=== Exercise ===
In your transcription, keep every record exact and leave out the pictures.

Records from a dataset
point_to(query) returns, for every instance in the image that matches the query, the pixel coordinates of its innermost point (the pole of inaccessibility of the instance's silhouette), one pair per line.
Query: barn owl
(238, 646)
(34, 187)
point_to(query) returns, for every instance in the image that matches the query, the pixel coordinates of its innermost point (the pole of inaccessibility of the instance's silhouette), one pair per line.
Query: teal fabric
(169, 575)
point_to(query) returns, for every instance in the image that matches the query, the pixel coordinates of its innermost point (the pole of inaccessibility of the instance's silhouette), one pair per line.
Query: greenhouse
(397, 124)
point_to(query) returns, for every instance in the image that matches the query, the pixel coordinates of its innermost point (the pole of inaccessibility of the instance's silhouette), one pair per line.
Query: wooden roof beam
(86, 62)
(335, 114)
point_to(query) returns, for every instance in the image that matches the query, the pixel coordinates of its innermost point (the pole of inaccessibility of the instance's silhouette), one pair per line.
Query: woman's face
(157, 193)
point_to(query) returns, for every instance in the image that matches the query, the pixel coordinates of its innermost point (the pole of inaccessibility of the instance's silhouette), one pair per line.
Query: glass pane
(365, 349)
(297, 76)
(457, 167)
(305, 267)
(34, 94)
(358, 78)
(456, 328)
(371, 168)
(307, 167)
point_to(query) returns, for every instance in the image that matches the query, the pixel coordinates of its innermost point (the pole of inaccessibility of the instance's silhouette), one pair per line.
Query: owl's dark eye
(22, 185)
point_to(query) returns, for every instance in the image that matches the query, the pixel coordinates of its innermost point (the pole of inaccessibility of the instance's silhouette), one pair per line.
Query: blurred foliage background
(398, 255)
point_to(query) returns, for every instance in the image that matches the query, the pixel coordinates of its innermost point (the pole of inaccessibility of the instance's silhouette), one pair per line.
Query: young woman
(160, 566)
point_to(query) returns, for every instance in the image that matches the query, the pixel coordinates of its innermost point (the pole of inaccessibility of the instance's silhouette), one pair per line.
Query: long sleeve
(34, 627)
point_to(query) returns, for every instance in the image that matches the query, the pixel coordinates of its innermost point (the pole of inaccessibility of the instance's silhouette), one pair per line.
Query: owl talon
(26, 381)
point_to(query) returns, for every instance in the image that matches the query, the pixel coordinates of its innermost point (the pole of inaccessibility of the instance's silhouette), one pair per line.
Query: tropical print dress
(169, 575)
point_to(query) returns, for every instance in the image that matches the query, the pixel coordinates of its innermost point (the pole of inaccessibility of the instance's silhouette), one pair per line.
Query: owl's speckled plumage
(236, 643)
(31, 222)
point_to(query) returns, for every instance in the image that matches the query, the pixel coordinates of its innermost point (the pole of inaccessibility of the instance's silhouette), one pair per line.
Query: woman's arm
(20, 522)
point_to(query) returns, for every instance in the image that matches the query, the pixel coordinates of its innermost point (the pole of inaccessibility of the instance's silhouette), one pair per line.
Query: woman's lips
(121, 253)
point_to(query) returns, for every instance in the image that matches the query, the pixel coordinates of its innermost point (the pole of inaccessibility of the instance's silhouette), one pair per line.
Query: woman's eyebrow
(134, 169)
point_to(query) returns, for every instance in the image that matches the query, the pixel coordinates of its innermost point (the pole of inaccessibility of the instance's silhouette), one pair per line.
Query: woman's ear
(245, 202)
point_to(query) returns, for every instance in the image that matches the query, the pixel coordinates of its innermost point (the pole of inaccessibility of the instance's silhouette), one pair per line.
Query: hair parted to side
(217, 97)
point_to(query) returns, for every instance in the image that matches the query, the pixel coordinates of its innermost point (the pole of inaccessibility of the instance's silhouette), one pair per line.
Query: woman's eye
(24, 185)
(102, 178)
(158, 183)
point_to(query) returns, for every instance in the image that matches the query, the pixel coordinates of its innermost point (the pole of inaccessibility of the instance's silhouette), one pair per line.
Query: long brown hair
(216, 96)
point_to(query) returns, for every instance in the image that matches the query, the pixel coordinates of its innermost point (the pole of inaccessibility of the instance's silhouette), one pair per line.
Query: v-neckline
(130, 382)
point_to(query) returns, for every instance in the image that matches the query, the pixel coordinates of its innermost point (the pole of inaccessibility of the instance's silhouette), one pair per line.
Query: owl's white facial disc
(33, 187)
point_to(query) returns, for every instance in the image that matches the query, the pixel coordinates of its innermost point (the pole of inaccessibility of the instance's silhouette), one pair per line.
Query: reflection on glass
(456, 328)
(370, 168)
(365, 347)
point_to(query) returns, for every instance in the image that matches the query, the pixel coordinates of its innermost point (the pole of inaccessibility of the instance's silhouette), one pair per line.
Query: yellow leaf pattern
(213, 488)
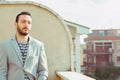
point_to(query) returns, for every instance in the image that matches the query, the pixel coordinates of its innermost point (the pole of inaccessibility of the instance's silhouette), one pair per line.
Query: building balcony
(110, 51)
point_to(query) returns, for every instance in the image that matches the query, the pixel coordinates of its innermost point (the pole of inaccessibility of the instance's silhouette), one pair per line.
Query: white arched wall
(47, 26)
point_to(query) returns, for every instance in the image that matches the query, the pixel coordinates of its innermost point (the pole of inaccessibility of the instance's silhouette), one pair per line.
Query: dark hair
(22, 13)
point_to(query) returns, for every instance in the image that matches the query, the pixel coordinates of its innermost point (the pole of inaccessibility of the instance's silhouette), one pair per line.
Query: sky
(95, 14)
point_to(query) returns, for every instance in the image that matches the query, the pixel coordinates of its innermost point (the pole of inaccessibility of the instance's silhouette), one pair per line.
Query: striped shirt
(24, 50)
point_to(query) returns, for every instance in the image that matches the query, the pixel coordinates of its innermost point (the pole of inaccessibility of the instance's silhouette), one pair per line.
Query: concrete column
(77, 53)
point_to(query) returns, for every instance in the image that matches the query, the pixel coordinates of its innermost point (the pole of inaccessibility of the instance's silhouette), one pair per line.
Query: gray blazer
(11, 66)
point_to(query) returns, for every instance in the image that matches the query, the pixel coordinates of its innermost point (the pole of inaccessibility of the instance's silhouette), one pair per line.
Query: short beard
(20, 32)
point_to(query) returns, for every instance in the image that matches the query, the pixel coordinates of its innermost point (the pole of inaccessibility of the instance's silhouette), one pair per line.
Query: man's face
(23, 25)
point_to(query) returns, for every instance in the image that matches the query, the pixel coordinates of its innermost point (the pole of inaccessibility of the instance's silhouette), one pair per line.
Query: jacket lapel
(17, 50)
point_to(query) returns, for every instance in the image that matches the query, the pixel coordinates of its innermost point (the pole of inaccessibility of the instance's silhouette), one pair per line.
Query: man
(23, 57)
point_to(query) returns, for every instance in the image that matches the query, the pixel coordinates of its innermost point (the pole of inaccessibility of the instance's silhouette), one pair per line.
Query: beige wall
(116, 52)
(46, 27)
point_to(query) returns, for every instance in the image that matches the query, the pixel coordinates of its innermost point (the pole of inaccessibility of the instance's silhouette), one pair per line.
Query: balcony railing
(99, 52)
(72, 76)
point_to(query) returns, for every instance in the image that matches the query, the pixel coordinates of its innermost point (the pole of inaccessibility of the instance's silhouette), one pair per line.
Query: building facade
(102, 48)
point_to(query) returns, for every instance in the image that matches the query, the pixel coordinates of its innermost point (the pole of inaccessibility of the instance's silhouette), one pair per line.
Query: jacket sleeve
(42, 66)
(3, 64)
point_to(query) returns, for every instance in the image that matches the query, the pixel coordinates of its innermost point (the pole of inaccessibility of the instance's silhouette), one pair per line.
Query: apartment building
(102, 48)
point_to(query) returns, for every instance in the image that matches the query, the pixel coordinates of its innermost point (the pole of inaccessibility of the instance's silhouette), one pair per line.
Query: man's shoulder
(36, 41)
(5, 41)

=== Answer section ===
point_to(query) returns, for every instance in the image that matches the query, the pixel coordinates of its innermost point (the pole of inaccessibility of the instance's silhouette), one pair per line.
Query: barn owl
(238, 646)
(34, 187)
point_to(query) returns, for every instance in the image that matches the query, the pixel coordinates of its innermost point (the pole of inaccessibility of the instance's silhouette), one pair per line.
Query: teal fabric
(169, 575)
point_to(query) returns, for every instance in the image that matches the query, the pixel coordinates of its innermost point (the pole of inaccessibility of the instance's silhouette), one pair per line.
Query: greenhouse
(397, 124)
point_to(query) returns, for every instance in the image that matches the query, the pixel coordinates of its innermost point (the pole of inaccessibility of the instance's silhouette), one pair per line.
Query: wooden roof beam
(86, 62)
(335, 114)
point_to(query) returns, for every instance in the image that matches the query, the pixel coordinates of its innermost point (the pole of inaccessibility of the instance's silhouette), one pair per line.
Query: woman's face
(157, 193)
point_to(query) returns, for every instance in the image that matches the query, the pixel coordinates of its innermost point (the pole of inaccessibility of the instance's silhouette), one pair per line.
Query: glass pane
(365, 349)
(297, 76)
(457, 167)
(305, 267)
(34, 94)
(358, 78)
(456, 328)
(371, 168)
(307, 167)
point_to(query) returns, for every instance in the image that matches the query, the pixel coordinates of its innermost point (the pole of inaccessibility of the instance's silhouette), one pair per line.
Query: owl's dark eye
(22, 185)
point_to(query) returns, for every instance in the image that matches the query, the pixel coordinates of its innermost point (the pole of inaccessibility of the instance's silhouette), one pair per line.
Query: blurred foliage background
(398, 255)
point_to(query) returns, for every instance in the image that matches the query, the pixel coordinates of its innermost point (the pole of inaccessibility of the instance's silhouette), one pair per line.
Query: young woman
(160, 566)
point_to(query) returns, for every instance in the image that matches the query, the pixel coordinates of its innermost point (the pole of inaccessibility of the instance's silhouette), one pair per line.
Query: long sleeve
(34, 627)
point_to(query) returns, for every instance in the image that matches the query, the pixel coordinates of its innermost point (the pole of inaccessibility of the instance's silhouette), one pair per line.
Query: owl talon
(26, 381)
point_to(query) returns, for every instance in the image that matches the query, the pixel coordinates of its innermost point (the pole of inaccessibility of the instance's silhouette), one pair per line.
Query: tropical print dress
(169, 575)
point_to(query) returns, for every instance in the image that matches the query, the pixel coordinates of its innermost point (the pole of inaccessibility of the instance's silhouette), one pair per line.
Query: owl's speckled plumage
(236, 643)
(31, 222)
point_to(query) returns, for every instance in the image that matches the query, the pixel coordinates of its innermost point (the pole of inaccessibility of the instance's silhouette), one pair per line.
Query: woman's arm
(20, 522)
point_to(query) returns, for every instance in the image that matches the query, the pixel coordinates of its innermost point (the pole of inaccessibility of the instance's silhouette), one pair per line.
Query: woman's lips
(121, 253)
point_to(query) returns, for every instance in the image that matches the query, the pixel coordinates of its innermost point (the pole of inaccessibility of the instance's silhouette), one pair per line.
Query: woman's eyebrow
(134, 169)
point_to(query) returns, for every instance in the image that matches the query, the pixel coordinates of its innermost point (the pole of inaccessibility of the instance's silhouette), one pair per line.
Query: woman's ear
(245, 202)
point_to(query) returns, for every instance in the image that matches the query, the pixel coordinates of its innermost point (the pole of inaccessibility of the instance's silhouette), one pair per line.
Query: hair parted to side
(217, 97)
point_to(query) returns, for every instance in the image that matches the query, the pixel coordinates of its innermost point (the pole of inaccessibility of the instance's silhouette), one pair per line.
Query: woman's eye
(24, 185)
(102, 178)
(158, 183)
point_to(query) returns, for every instance in the image that matches the query, the pixel coordinates of its innermost point (the pole of inaccessibility of the instance's silhouette), one pair per line.
Query: long brown hair
(216, 96)
point_to(query) returns, for every instance in the image that matches the query, the pixel coordinates of its innermost point (the pole of inaccessibility of the instance's silhouette), one pair per line.
Query: v-neckline
(130, 382)
point_to(query) returns, for every instance in the image that matches the query, the pixel coordinates of its innermost point (the pole of inaccessibility of the instance's silhouette), one pair per line.
Query: owl's white facial disc
(33, 187)
point_to(query) returns, for every instance in the image that matches the query, the pixel coordinates of its innermost point (the pole of inaccessibility of the instance's silhouette), one pair per line.
Query: reflection on glass
(456, 328)
(370, 168)
(365, 347)
point_to(query) returns, for every instance in the image that matches the query, the pixel coordinates of its innermost point (the pole of inaccessibility of the instance's silhouette), one pair per line.
Query: yellow leaf pattern
(213, 488)
point_to(query) returns, for every instance in the image that matches the query, the pixel coordinates of its innermost point (the pole of inaccessibility of the instance's silhouette), one pair per line.
Query: building balcony
(110, 51)
point_to(query) returns, for every instance in the image that matches the query, the pixel coordinates of its innermost point (the pole of inaccessibility of the instance's silhouette), one pair per line.
Query: white arched wall
(47, 26)
point_to(query) returns, for every instance in the image that matches the query, the pixel coordinates of its innermost point (the pole of inaccessibility of the instance's silhouette), one pair per line.
Query: dark hair
(22, 13)
point_to(query) returns, for every instance in the image that matches the query, the pixel coordinates of its innermost point (the pole of inaccessibility of the instance's silhouette), one pair per line.
Query: sky
(95, 14)
point_to(query) returns, for every instance in the image that matches the query, the pixel coordinates of its innermost point (the pole of inaccessibility of the instance's silhouette), one pair per line.
Query: striped shirt
(24, 50)
point_to(query) returns, for every instance in the image that matches the query, the pixel coordinates of its innermost point (the pole of inaccessibility of the instance's silhouette), one pair per line.
Query: concrete column
(77, 53)
point_to(query) returns, for every instance in the image that matches the query, the pixel coordinates of its innermost point (the pole of inaccessibility of the instance's silhouette), one pair per line.
Query: gray blazer
(11, 66)
point_to(query) returns, for every instance in the image that matches the query, the pixel coordinates of its innermost point (the pole of inaccessibility of the instance's silhouette), one pair per line.
Query: short beard
(20, 32)
point_to(query) returns, for every instance in the image that matches the query, the pixel coordinates of its innermost point (the pole of inaccessibility of the instance's silhouette), one pair per line.
Query: man's face
(23, 25)
point_to(query) returns, for every instance in the image that matches the query, the pixel coordinates of its innermost point (the pole of inaccessibility of the instance's silhouette), one pair per line.
Query: jacket lapel
(17, 50)
point_to(query) returns, for every instance in the image that matches the query, the pixel coordinates of its innermost point (the pole of inaccessibility of the instance's silhouette), one pair per line.
Query: man
(23, 57)
point_to(query) returns, for every instance in the image that matches the query, the pixel coordinates of its innermost point (the pole of inaccessibility of the instance's silhouette), one pair per line.
Query: beige wall
(116, 52)
(46, 27)
point_to(query) returns, for every instance in the image that matches the query, the pixel coordinates of its innermost point (the pole of inaccessibility of the instance's silhouette), one pair per line.
Query: balcony railing
(99, 52)
(72, 76)
point_to(query) returns, for every instance in the image that matches the query, the pixel coordinates of its innermost point (the pole of inaccessibility of the instance's silhouette), one pair per line.
Query: building facade
(102, 48)
point_to(query) returns, for every instance in the image that matches the query, the pixel coordinates of its innermost point (the pole of inaccessibility of the instance's silhouette), one pair per line.
Query: jacket sleeve
(42, 66)
(3, 64)
point_to(query) returns, for every instance in the image that matches the query, the pixel coordinates of its innermost point (the pole of inaccessibility of the instance's silhouette), one pair per line.
Query: apartment building
(102, 48)
point_to(query) returns, for every instance in the image that matches the query, the pixel coordinates of its innermost point (the pole of inaccessibility of the instance's silhouette), one pair per line.
Query: man's shoulder
(36, 41)
(5, 41)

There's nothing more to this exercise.